Directions -
Edit the records below: reproduce everything from the line containing "Exercise. For every instance of the pregnant" down to the line containing "point(128, 419)", replacing "thickest part" with "widest part" and changing nothing else.
*****
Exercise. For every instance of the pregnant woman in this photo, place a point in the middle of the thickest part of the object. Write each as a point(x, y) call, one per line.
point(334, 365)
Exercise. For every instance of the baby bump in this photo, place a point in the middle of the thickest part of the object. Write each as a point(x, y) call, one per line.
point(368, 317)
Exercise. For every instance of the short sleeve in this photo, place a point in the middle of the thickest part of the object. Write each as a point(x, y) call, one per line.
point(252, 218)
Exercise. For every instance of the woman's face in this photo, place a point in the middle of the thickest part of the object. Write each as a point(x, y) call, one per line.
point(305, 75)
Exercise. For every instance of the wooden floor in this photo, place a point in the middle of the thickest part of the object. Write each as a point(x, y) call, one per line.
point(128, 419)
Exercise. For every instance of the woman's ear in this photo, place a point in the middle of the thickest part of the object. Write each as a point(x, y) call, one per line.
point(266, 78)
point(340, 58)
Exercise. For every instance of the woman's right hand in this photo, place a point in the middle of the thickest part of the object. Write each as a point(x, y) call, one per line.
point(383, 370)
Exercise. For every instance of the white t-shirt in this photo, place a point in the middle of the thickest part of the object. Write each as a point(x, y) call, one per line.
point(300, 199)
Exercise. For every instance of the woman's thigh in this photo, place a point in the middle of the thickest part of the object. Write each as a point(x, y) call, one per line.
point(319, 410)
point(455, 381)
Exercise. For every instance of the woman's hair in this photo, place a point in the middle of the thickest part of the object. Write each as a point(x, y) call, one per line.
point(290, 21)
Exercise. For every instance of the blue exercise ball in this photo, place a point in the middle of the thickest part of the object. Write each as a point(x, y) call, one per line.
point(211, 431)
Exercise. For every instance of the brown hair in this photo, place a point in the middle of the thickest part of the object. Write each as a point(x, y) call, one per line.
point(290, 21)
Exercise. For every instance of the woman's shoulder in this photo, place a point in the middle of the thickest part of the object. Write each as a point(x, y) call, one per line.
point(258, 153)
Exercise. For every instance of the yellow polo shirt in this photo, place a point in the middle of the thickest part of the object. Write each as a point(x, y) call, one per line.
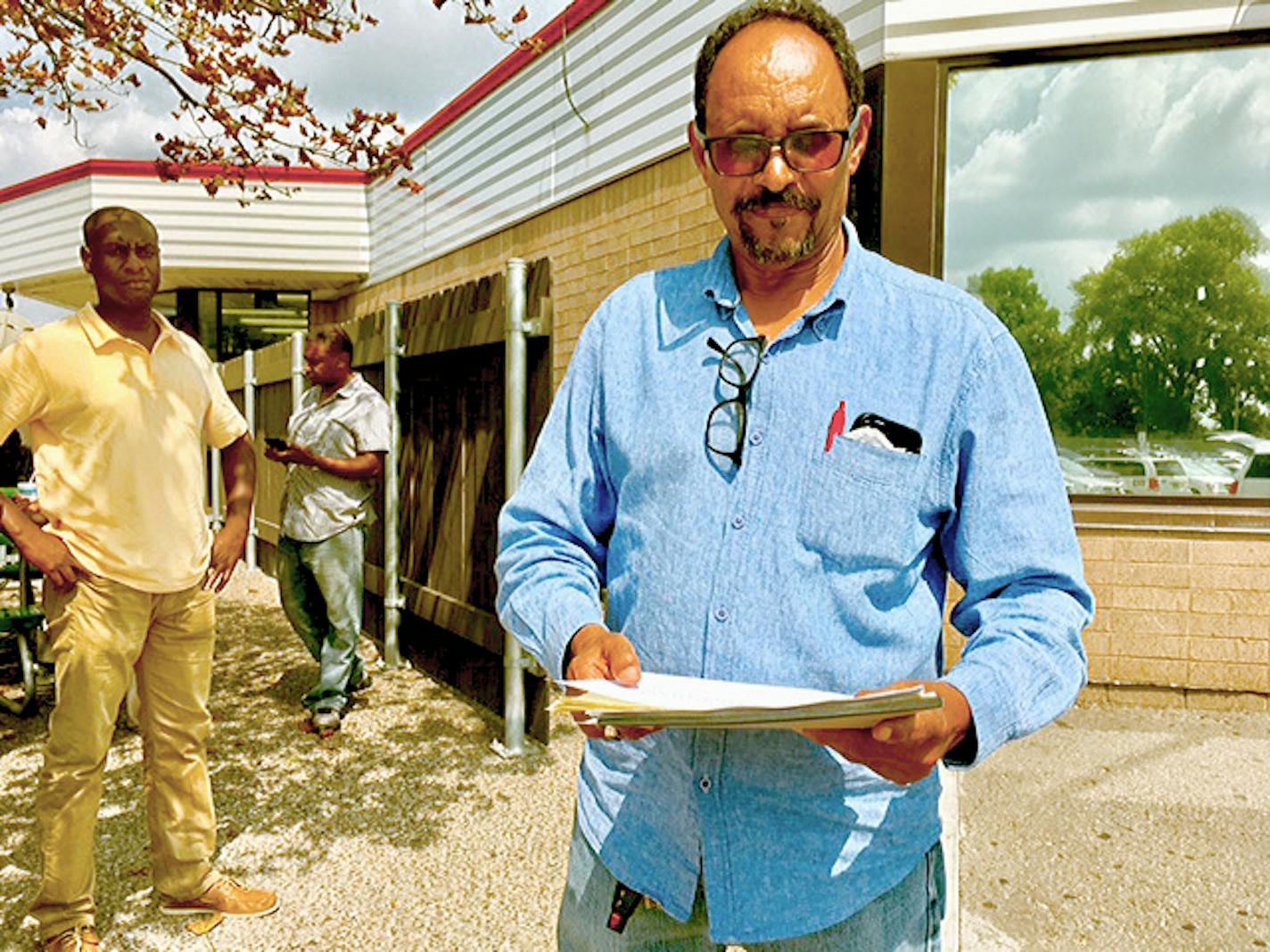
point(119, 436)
*****
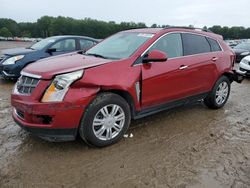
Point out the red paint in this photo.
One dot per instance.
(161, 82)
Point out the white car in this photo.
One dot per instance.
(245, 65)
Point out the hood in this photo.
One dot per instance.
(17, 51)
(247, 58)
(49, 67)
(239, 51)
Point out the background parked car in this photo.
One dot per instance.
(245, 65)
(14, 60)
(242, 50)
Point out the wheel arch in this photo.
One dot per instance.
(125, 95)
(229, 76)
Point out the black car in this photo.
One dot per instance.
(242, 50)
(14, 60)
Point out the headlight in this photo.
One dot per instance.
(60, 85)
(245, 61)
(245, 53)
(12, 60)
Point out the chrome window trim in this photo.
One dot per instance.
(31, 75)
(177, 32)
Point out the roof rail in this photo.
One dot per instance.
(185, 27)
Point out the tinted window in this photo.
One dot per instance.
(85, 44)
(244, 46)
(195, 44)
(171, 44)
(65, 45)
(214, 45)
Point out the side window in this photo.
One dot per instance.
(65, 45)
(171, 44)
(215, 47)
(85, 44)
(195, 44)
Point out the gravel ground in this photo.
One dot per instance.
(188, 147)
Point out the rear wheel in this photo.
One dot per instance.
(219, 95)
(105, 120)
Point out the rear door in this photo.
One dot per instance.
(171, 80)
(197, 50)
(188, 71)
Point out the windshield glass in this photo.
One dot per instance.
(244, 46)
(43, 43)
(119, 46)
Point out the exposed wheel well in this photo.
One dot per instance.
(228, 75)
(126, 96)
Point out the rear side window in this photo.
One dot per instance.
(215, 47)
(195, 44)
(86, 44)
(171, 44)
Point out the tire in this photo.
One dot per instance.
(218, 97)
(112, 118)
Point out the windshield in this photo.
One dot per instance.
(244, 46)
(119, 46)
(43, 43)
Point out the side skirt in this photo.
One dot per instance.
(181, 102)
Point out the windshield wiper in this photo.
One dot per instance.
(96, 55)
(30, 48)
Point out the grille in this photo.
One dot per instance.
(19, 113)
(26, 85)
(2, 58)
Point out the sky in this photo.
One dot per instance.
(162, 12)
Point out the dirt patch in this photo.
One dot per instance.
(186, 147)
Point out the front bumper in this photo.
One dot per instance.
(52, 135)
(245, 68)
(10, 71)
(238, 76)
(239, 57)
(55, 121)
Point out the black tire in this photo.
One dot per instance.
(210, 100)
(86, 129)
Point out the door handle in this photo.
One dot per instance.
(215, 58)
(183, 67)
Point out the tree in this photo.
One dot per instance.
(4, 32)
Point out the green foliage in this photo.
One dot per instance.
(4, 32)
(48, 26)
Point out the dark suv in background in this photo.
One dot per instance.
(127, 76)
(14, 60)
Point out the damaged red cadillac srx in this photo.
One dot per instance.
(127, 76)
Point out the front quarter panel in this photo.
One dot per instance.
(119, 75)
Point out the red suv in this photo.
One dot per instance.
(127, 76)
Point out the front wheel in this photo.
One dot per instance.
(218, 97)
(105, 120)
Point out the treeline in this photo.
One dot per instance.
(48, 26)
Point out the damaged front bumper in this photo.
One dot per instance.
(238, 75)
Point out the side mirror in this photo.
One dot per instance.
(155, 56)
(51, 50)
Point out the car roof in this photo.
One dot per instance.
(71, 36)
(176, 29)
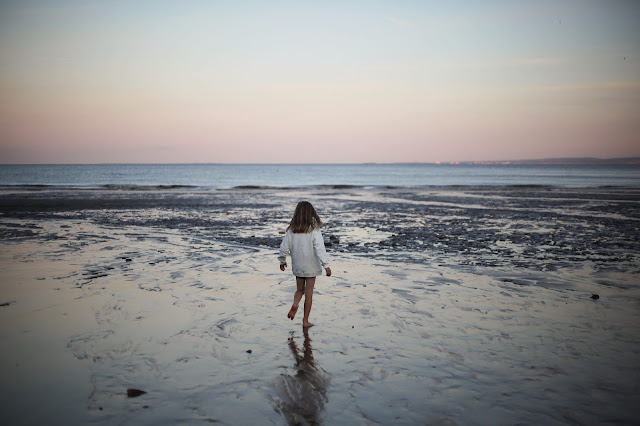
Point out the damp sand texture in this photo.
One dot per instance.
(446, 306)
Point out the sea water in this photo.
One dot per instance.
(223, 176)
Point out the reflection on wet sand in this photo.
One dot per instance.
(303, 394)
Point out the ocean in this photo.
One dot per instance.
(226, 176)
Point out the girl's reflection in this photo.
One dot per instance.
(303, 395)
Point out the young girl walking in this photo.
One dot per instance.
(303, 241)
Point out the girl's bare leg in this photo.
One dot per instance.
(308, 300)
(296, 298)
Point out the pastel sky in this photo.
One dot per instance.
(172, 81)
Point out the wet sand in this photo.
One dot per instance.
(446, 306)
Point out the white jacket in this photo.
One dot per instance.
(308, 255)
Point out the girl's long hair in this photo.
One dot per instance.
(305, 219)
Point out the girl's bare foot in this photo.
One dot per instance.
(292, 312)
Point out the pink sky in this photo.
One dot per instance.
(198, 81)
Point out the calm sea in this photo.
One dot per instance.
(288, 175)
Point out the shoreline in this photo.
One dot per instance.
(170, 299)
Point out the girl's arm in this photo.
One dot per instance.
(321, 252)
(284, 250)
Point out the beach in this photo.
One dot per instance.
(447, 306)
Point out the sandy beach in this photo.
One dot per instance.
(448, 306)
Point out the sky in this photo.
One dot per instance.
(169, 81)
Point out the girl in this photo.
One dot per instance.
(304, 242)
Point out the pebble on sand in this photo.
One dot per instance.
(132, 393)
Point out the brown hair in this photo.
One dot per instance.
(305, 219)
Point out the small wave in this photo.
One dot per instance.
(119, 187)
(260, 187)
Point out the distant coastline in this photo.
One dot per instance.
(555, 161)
*****
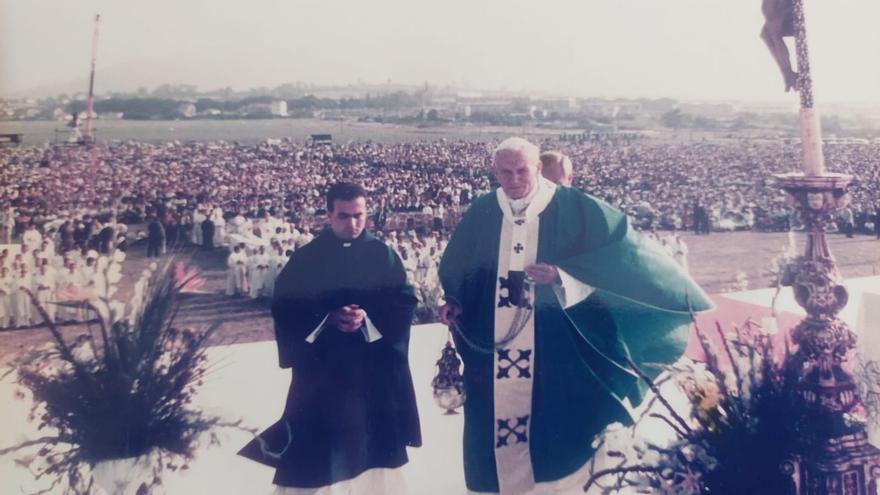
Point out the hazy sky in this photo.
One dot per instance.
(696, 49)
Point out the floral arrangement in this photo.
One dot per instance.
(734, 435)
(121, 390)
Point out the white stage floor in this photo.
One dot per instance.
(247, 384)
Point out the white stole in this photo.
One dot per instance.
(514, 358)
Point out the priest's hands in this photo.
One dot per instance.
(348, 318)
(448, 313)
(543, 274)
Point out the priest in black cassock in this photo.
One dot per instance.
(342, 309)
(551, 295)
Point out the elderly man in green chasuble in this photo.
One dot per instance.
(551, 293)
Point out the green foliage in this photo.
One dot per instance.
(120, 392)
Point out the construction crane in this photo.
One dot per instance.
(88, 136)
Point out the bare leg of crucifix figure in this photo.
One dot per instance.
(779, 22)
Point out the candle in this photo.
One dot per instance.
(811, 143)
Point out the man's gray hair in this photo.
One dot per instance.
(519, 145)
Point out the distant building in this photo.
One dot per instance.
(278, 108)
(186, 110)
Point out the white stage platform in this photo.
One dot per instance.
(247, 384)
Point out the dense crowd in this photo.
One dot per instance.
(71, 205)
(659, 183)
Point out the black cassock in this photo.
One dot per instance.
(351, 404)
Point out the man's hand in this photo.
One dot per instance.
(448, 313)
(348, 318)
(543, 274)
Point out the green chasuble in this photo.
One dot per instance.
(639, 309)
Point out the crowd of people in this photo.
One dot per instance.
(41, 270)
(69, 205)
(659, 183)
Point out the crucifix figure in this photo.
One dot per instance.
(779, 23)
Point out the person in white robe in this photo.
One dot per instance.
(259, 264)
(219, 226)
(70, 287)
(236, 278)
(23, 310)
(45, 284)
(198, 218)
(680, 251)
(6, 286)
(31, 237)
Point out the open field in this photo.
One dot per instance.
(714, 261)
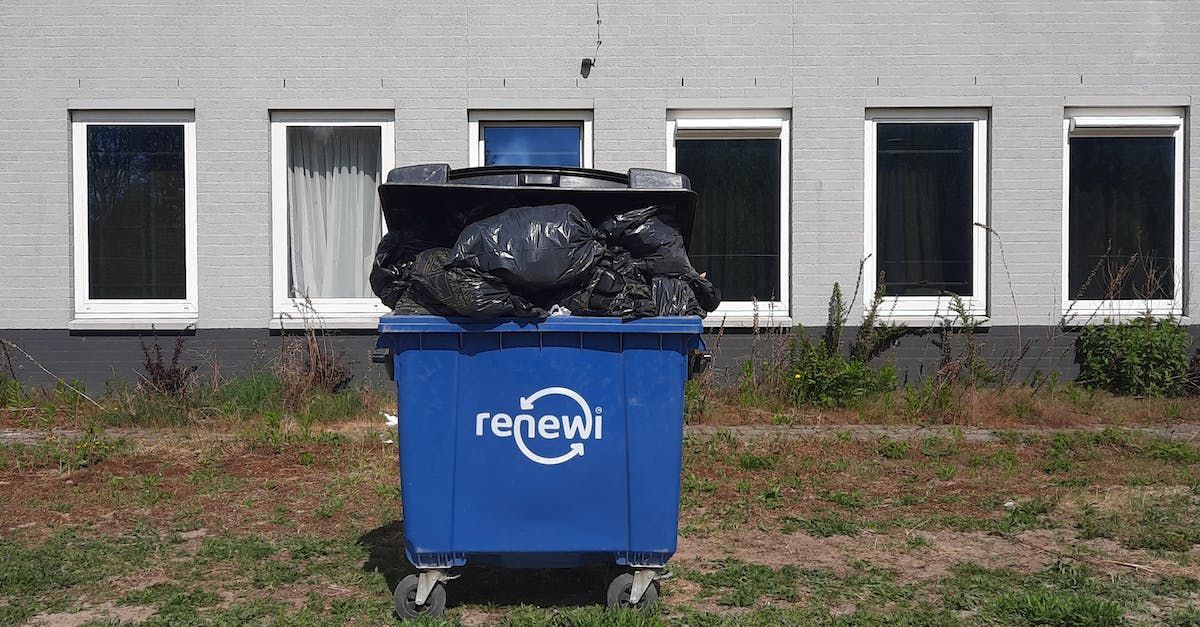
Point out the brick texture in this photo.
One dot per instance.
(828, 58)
*****
Completed exercise -
Exercise. For every instance of the pregnant woman in this photo, place a point in the middle of the widest part of the object. Write each as a point(x, y) call, one per line.
point(334, 365)
Exercise. For every instance of the baby bump in this photo, place a point in the middle of the widest part of the object. Write each as a point(x, y) call, one per line.
point(368, 317)
Exercise. For every instance of the short sleeve in this photo, place a point in the middle of the widest part of the object. Write each as a point(x, y) call, one per line.
point(252, 218)
Exercise. For every instance of the woman's face in this photo, place a point in the middle of the widest part of the object. Write each as a point(x, y) call, one per line.
point(305, 75)
Exercise. For every instance of the wooden floor in this photo, place a point in the middle of the widest part of the object. Write each as a point(x, y) call, one per line.
point(128, 419)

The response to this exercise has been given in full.